» GOAL:
Please output everything from the start of the records down to and including the line containing "(1278, 486)" as a Markdown table with the columns No. and Line. Number each row and skip any blank lines.
--- start of EXERCISE MATERIAL ---
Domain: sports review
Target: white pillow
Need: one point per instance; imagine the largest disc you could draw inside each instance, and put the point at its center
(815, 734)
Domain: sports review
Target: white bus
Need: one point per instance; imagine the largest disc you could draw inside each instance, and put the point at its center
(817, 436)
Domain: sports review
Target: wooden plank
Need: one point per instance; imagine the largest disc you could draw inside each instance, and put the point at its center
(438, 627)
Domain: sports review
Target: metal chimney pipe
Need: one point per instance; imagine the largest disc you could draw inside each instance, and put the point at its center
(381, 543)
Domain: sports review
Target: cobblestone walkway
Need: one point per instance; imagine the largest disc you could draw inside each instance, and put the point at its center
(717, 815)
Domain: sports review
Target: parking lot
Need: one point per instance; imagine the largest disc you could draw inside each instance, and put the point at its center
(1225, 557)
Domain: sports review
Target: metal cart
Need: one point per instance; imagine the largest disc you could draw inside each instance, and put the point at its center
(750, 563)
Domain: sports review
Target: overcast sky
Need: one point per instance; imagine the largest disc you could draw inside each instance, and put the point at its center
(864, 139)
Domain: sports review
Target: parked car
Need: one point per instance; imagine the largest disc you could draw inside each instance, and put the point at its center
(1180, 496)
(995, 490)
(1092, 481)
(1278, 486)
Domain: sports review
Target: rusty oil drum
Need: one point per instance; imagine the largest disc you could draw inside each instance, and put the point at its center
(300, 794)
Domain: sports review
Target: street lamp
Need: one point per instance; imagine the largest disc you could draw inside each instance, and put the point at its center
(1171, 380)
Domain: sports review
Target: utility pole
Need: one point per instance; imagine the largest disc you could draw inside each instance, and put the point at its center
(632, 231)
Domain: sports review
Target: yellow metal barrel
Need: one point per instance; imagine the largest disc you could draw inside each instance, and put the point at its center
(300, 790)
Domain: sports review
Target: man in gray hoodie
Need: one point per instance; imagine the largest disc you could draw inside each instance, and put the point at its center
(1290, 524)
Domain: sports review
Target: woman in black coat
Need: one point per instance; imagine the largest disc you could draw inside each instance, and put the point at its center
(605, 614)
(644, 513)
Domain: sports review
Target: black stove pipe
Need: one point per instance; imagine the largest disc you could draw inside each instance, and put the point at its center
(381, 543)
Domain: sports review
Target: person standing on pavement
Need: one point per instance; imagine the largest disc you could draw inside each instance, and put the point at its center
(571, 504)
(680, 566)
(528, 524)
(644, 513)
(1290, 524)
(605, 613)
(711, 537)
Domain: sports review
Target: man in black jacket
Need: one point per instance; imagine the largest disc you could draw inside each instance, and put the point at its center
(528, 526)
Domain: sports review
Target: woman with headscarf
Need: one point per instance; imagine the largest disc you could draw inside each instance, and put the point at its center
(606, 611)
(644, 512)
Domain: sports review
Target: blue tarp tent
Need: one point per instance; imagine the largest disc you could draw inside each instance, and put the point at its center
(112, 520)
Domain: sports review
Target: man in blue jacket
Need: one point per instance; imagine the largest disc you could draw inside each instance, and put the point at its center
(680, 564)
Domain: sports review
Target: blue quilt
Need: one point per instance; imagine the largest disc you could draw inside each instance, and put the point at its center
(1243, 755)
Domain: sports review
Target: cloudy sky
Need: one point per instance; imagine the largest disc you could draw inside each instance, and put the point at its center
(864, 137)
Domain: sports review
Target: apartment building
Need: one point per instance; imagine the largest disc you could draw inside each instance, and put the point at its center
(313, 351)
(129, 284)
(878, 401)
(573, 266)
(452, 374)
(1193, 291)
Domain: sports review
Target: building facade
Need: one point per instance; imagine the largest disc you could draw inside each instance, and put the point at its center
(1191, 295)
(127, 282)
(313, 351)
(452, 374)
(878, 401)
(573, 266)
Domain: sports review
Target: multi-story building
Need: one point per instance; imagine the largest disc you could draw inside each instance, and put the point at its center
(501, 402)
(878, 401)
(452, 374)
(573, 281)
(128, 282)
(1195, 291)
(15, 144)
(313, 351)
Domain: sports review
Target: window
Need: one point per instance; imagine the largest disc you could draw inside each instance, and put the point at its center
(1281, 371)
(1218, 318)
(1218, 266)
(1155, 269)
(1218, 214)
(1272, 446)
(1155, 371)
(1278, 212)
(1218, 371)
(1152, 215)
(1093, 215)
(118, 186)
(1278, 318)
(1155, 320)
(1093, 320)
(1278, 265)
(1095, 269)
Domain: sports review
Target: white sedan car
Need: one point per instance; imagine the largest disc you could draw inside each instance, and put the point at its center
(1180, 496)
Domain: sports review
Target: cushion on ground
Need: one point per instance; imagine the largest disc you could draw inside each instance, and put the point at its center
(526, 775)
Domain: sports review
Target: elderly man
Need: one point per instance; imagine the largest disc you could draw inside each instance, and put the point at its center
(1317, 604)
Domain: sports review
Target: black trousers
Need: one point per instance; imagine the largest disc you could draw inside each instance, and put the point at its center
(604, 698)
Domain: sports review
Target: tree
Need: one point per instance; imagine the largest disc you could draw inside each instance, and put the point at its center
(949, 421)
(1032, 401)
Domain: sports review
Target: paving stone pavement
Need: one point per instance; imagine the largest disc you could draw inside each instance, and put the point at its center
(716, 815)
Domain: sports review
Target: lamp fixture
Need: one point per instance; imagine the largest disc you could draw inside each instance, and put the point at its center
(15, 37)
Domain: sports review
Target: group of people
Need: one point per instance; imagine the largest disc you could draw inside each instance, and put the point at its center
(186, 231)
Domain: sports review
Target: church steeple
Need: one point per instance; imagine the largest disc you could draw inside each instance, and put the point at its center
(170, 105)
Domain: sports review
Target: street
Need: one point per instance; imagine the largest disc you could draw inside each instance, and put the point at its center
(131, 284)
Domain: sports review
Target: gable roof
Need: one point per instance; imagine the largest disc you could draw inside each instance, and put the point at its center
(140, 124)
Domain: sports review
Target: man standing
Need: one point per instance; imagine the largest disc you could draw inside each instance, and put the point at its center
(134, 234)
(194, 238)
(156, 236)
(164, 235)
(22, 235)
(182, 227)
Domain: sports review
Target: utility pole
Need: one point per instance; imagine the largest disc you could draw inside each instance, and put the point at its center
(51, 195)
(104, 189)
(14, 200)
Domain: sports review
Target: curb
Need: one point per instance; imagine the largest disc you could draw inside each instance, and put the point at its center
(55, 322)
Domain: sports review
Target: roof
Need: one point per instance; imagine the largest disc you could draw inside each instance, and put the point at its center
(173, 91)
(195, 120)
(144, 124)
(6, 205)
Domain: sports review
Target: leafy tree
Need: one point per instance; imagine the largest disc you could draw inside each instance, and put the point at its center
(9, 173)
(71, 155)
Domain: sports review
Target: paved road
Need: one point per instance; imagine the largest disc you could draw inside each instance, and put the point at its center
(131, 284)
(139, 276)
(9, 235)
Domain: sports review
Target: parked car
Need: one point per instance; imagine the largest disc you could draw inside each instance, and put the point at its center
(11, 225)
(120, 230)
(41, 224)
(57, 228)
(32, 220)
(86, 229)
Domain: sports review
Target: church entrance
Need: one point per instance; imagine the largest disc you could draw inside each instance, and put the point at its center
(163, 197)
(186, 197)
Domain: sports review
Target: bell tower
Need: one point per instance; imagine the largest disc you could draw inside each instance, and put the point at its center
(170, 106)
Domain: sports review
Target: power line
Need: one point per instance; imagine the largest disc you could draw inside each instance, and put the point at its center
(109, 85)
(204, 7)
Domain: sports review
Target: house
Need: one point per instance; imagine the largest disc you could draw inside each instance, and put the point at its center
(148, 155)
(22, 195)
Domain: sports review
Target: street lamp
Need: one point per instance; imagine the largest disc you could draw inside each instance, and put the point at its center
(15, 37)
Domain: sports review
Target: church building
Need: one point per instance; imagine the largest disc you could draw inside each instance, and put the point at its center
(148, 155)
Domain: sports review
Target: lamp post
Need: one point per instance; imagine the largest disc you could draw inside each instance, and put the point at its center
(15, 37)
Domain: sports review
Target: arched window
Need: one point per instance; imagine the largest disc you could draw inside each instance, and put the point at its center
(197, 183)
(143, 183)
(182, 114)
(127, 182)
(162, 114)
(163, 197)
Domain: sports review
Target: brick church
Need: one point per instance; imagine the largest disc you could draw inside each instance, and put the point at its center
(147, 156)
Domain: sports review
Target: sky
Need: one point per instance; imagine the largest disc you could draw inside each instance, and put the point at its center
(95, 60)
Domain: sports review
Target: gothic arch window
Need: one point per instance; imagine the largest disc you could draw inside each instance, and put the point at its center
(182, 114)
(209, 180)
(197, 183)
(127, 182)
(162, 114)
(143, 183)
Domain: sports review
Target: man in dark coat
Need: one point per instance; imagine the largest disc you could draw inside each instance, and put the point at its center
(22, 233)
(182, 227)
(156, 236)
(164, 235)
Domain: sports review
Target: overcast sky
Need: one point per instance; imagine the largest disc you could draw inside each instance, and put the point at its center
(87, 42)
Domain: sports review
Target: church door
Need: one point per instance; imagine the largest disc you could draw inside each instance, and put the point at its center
--- end of EXERCISE MATERIAL ---
» COMPLETE RESPONSE:
| No. | Line |
|---|---|
| 1 | Domain: sports review |
| 2 | Target: white pillow |
| 3 | Need: one point per instance; imagine the largest disc you could draw inside each instance, and put the point at its center |
| 4 | (815, 734) |
| 5 | Domain: sports review |
| 6 | Target: white bus |
| 7 | Need: one point per instance; imagine the largest disc you could draw inside each instance, and put the point at its center |
| 8 | (817, 436) |
| 9 | Domain: sports review |
| 10 | Target: wooden plank |
| 11 | Need: one point per instance; imagine the largest disc you could draw inside each instance, and put the point at its center |
| 12 | (438, 627) |
| 13 | Domain: sports review |
| 14 | Target: metal chimney pipe |
| 15 | Need: one point per instance; imagine the largest disc you could draw inside each instance, and put the point at its center |
| 16 | (381, 543) |
| 17 | Domain: sports review |
| 18 | Target: cobblestone walkway |
| 19 | Need: one point per instance; imagine the largest disc you could draw inside each instance, and put the point at its center |
| 20 | (717, 815) |
| 21 | Domain: sports review |
| 22 | Target: parking lot |
| 23 | Need: one point per instance; imagine the largest disc you could draw inside each instance, and put the point at its center |
| 24 | (1225, 557) |
| 25 | Domain: sports review |
| 26 | Target: metal cart |
| 27 | Need: one point per instance; imagine the largest disc you could draw inside each instance, and put the point at its center |
| 28 | (750, 563) |
| 29 | Domain: sports review |
| 30 | Target: overcast sky |
| 31 | Need: one point per instance; imagine the largest disc you could draw inside each instance, and put the point at its center |
| 32 | (864, 139) |
| 33 | Domain: sports review |
| 34 | Target: parked car |
| 35 | Need: one point per instance; imagine the largest disc you could draw inside each instance, and put the point at its center |
| 36 | (1180, 496) |
| 37 | (995, 490) |
| 38 | (1092, 481) |
| 39 | (1278, 486) |